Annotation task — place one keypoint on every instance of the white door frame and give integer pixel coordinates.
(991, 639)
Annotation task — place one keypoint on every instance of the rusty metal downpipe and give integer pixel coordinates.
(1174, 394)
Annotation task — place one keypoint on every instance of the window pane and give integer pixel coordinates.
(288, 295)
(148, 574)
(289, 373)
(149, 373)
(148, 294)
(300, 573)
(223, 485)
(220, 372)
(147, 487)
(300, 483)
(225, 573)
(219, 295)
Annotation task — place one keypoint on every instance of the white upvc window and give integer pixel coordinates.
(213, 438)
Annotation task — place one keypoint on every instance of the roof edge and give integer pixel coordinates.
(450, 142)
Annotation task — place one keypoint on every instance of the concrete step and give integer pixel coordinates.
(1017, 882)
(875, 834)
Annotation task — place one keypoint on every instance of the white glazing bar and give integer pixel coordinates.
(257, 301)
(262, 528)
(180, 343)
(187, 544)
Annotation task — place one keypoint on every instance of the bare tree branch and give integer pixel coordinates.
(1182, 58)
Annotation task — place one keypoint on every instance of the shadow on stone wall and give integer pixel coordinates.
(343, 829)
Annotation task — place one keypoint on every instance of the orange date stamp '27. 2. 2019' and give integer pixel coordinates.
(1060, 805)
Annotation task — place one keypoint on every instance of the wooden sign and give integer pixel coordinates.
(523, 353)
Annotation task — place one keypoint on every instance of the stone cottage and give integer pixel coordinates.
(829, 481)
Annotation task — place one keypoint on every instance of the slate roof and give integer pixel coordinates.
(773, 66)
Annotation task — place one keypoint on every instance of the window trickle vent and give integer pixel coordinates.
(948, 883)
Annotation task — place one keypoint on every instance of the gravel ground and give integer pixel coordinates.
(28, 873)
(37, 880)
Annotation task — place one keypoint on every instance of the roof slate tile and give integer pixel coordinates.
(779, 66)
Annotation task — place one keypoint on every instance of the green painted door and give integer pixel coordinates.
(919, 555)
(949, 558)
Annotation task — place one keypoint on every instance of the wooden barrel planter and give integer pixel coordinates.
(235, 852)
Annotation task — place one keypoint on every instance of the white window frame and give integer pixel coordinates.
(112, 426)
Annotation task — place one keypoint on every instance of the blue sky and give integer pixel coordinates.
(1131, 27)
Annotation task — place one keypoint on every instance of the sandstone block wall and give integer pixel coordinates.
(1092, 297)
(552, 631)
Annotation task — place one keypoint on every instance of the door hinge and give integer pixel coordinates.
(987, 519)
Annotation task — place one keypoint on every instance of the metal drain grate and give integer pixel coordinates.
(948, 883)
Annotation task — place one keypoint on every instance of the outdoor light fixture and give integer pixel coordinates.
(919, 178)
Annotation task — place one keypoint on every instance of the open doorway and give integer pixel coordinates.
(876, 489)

* _RICHIESTA SCRITTA_: Esprima l'intero elenco riportato sopra come CSV a due colonne, intitolate consegna e risultato, con una riga per ogni consegna. Ponga in consegna il testo e in risultato la risposta corrispondente, ciascuno in un solo campo tra virgolette e con gli a capo sostituiti da spazi.

* _SOLUZIONE SVOLTA_:
consegna,risultato
"Annotation task — place one keypoint on every instance of the white door frame and give integer pixel coordinates.","(991, 639)"
"Annotation task — place one keypoint on every instance of the rusty metal downpipe and give integer pixel coordinates.","(1174, 394)"
"Annotation task — place one keypoint on every instance of the window pane and give integer pixel coordinates.","(288, 295) (148, 574) (289, 373) (149, 373) (148, 294) (300, 573) (223, 485) (220, 372) (147, 487) (300, 483) (225, 573) (219, 295)"
"Annotation task — place one keypoint on every instance of the white upvc window and give integer pixel coordinates.","(213, 438)"
"Annotation task — place one keypoint on every instance of the roof edge and give integer pixel coordinates.","(450, 142)"
"Annotation task — place one keypoint on every instance of the concrete step and give integer pixel coordinates.","(1017, 882) (875, 834)"
"Annotation task — place one keypoint on every instance of the white glazing bar and give integer pixel coordinates.","(257, 301) (262, 528) (180, 343) (187, 544)"
"Annotation task — place one keypoint on every instance of the bare tree branch and give integer pixel coordinates.","(1182, 58)"
"Annotation task — place one keypoint on every instance of the shadow on stone wall and give integer pixel coordinates.","(343, 829)"
"Annotation task — place one keypoint on every instance of the orange date stamp '27. 2. 2019' and give integer pixel coordinates.","(1060, 805)"
"Annotation task — place one keypoint on every instance of the wooden sign and give integer pixel coordinates.","(523, 353)"
"Annotation task — place one keypoint on every instance of the stone cottage and give integer pixel coordinates.","(829, 481)"
"Annotation task — place one keypoint on every instance of the slate roof and give integer pixel coordinates.","(773, 66)"
"Annotation task — place one keypoint on every instance of the window trickle vent and give integer pixel coordinates.","(948, 883)"
"Annotation task — place one keypoint on every instance of the gravel ground and give integer pixel coordinates.","(28, 873) (37, 880)"
"Annotation task — place one keypoint on every instance of the roof slate tile and give integer pixel coordinates.","(779, 66)"
"Annotation task — place one keypoint on every instance of the green painted door and give integer pixel coordinates.","(919, 555) (949, 558)"
"Annotation task — place one keypoint on every instance of the wooden barrel planter and give integer pixel coordinates.","(235, 852)"
"Annotation task — place one keypoint on every instance of the white window frame and give integer pixel coordinates.","(112, 426)"
"Annotation task — place one keypoint on every instance of the blue sky and give integer pixel coordinates.","(1131, 27)"
"Annotation task — place one keypoint on every instance of the sandstone block wall and give integer pixel coordinates.","(1092, 297) (552, 631)"
"Annotation task — place one keypoint on every instance of the door hinge and give integer pixel coordinates.","(987, 519)"
"Annotation task — place one keypoint on every instance of the metal drain grate and give integer pixel coordinates.","(948, 883)"
"Annotation task — place one keypoint on every instance of the outdoor light fixture and give integer pixel coordinates.","(919, 178)"
"Annotation task — place one keypoint on every instance of the open doorway and give integer pixel coordinates.","(876, 489)"